WRITTEN TASK >> Find each line in the data below that contains the word "return" and copy those lines in full.

DATASET RECORDS >>
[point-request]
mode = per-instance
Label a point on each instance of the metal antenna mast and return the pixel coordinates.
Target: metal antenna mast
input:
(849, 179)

---

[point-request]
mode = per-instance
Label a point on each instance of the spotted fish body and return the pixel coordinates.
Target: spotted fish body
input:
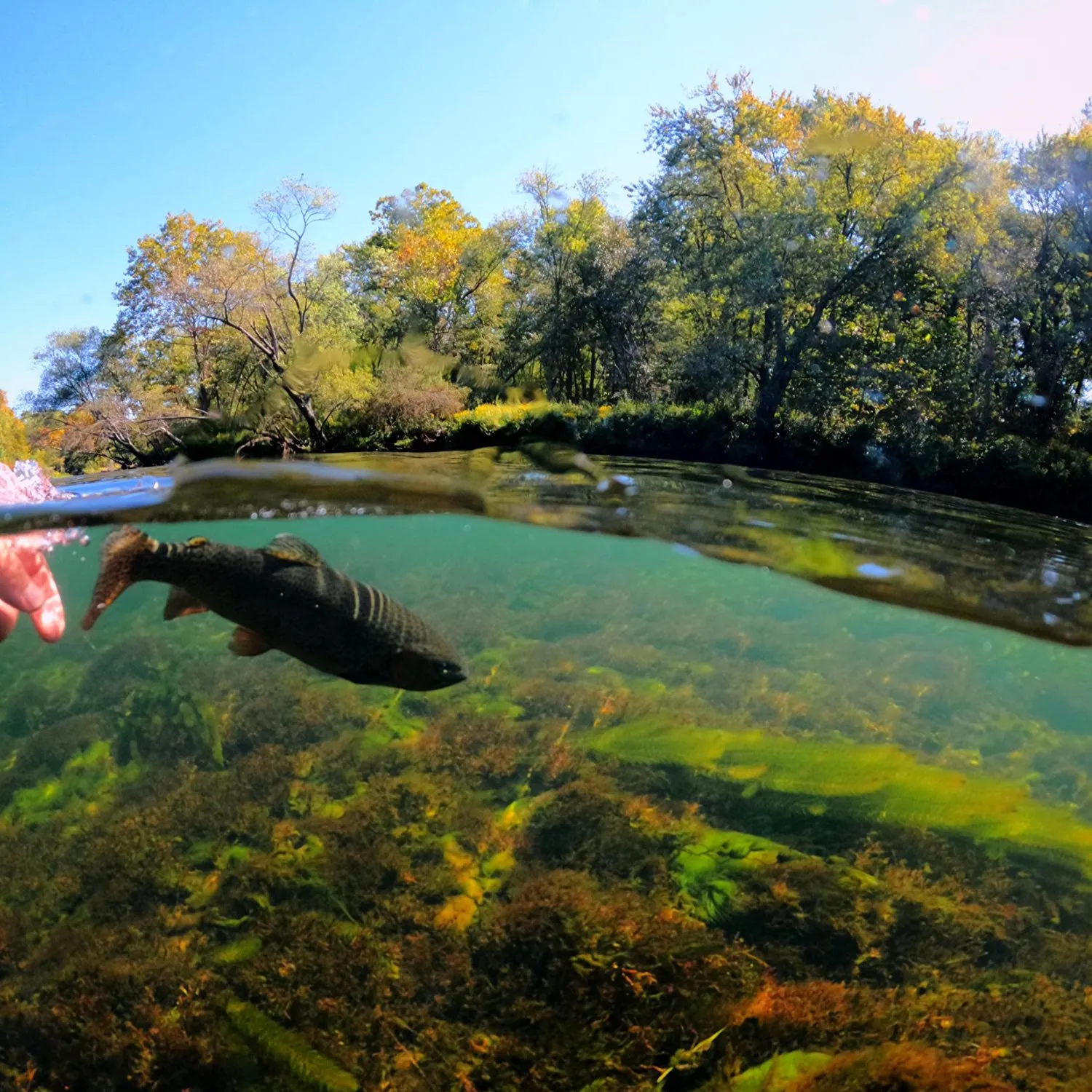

RESULT OF THE EXERCISE >>
Label a point on each instance of the metal antenna mast and return the pixel coordinates.
Label a point on each instance of the spotted fish body and return the pixel coordinates.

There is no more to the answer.